--- LISTED ENTRIES ---

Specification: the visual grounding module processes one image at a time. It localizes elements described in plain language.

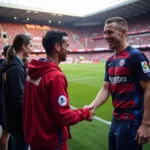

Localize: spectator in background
[0,45,10,150]
[88,17,150,150]
[23,30,94,150]
[2,34,32,150]
[22,57,29,69]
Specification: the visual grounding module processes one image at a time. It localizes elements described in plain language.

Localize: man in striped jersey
[88,17,150,150]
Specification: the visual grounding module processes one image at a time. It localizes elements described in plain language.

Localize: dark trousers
[11,134,29,150]
[108,120,142,150]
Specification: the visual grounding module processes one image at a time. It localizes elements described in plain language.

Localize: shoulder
[127,46,143,58]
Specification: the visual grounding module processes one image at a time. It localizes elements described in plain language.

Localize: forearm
[142,91,150,126]
[91,89,110,109]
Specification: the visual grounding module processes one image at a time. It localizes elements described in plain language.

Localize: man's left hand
[135,125,150,145]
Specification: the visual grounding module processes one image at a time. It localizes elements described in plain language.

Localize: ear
[54,43,61,52]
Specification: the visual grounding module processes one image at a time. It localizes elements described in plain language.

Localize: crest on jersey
[58,95,67,106]
[119,59,125,67]
[141,61,150,73]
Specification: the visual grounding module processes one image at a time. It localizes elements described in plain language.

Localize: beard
[59,53,67,61]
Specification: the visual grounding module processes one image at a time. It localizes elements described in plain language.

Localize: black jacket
[2,56,27,135]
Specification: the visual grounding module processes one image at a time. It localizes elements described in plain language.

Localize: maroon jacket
[23,60,90,148]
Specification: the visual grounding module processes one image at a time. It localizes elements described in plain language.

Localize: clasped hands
[84,105,95,122]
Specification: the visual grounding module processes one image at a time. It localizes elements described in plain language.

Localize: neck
[115,41,129,53]
[16,53,23,60]
[46,55,60,65]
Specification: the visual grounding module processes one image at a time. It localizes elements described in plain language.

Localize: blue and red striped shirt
[104,46,150,124]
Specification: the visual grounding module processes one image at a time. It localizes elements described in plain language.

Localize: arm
[50,75,90,126]
[140,80,150,127]
[89,81,110,109]
[136,80,150,145]
[7,66,25,119]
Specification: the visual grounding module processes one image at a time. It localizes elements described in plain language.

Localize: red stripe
[113,112,135,120]
[111,51,130,60]
[112,100,136,108]
[110,84,135,93]
[108,67,131,76]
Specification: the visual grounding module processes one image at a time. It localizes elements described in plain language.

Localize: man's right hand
[84,105,95,122]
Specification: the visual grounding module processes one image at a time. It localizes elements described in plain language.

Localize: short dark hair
[3,45,11,58]
[105,17,128,31]
[42,30,68,56]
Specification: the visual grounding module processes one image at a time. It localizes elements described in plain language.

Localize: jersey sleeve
[104,61,109,82]
[130,52,150,81]
[50,76,90,126]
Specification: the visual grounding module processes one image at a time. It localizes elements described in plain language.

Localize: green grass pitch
[60,63,150,150]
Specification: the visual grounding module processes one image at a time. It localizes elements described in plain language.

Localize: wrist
[141,121,150,127]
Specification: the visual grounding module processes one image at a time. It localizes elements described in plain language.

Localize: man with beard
[23,30,94,150]
[87,17,150,150]
[2,34,32,150]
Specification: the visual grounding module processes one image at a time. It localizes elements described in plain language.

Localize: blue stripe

---

#### TASK OBJECTIVE:
Reproduce every entry word for word, but omit the pictures.

#### TASK OUTPUT:
Specification: the visual grounding module processes one image at a time. It localizes elements described in plain language.


Localize: spectator in background
[0,45,10,150]
[88,17,150,150]
[23,30,94,150]
[2,34,32,150]
[22,57,29,69]
Specification: the visual grounding module processes one image at a time. It localizes elements described in plain language.

Localize: man in striped jersey
[88,17,150,150]
Specification: the visual grounding module processes one image at a time. It localizes elements described in plain language.

Localize: dark trousers
[11,134,29,150]
[108,120,142,150]
Specification: the visual grounding module processes one image at a time. It localizes elements described in plain language.

Localize: shoulder
[127,46,143,58]
Specification: the visual grounding module processes one image at a time. It localizes elements described in plain language.

Localize: forearm
[142,91,150,126]
[91,89,110,109]
Specification: the visual grounding module processes one image at a time. It localizes elements described in plain language.

Localize: man's left hand
[135,125,150,145]
Specification: the visual grounding module processes one image at a time. It localizes elements described in plain language.

Localize: ear
[54,43,61,52]
Specification: the visual grounding module processes one image at a time. It localizes elements described in plain language.

Localize: crest on jersey
[58,95,67,106]
[119,59,125,67]
[141,61,150,73]
Specification: the visual grounding module processes one image at a time. It localizes elements described in plain language.

Localize: beard
[59,53,67,61]
Specification: the visual grounding module processes one image at a time. It localizes elements described in plain language.

Localize: black jacket
[2,56,27,135]
Specification: the visual grounding module processes one image at a time. It localizes elements described in plain language.

Localize: maroon jacket
[23,60,90,148]
Specification: the visual grounding module processes one image at a time. It localizes elements described in plain language.

Localize: clasped hands
[84,105,95,122]
Specification: the visual grounding module processes one image at a time. It localizes elements described in plain language.

Localize: neck
[115,41,129,53]
[16,53,23,60]
[46,55,60,65]
Specification: the visual grounding module processes one image at a time. It localizes elements described in plain language.

Localize: blue and red striped shirt
[104,46,150,124]
Specification: the visual grounding module processes one image at a time. It localizes elements described in plain language.

Localize: arm
[50,75,90,126]
[140,80,150,127]
[89,81,110,109]
[136,80,150,145]
[7,66,25,119]
Specification: the visual grounding module processes one image at a time. It localizes elements described in plain language.

Localize: red stripe
[113,112,135,120]
[111,51,130,60]
[112,100,136,108]
[110,84,135,93]
[108,67,131,76]
Specification: the visual grounding module processes one image at a time. It localizes elements described in plain language.

Localize: man's right hand
[84,105,95,122]
Specification: the visual grounding module processes one image at a time. It localizes elements described in plain language.

Localize: short dark hair
[3,45,11,58]
[105,17,128,31]
[42,30,68,56]
Specification: the visual grounding module processes one image at a time. It localizes elements described in plain language.

Localize: jersey sleeve
[104,61,109,82]
[130,52,150,81]
[50,76,90,126]
Specification: the visual grounding module processes one image at a time. It localizes elements described in plain language.

Localize: green grass pitch
[60,63,150,150]
Specification: the visual grounding module processes one image at a time. It localizes elements described in plain language.

Localize: wrist
[141,121,150,127]
Specification: the visual grounding module processes one image at a time. It localizes elements described in plain language.

Localize: man with beard
[23,30,94,150]
[87,17,150,150]
[2,34,32,150]
Specification: the visual grounding module processes one image at a time. It localizes elements described in plain language.

Localize: blue stripe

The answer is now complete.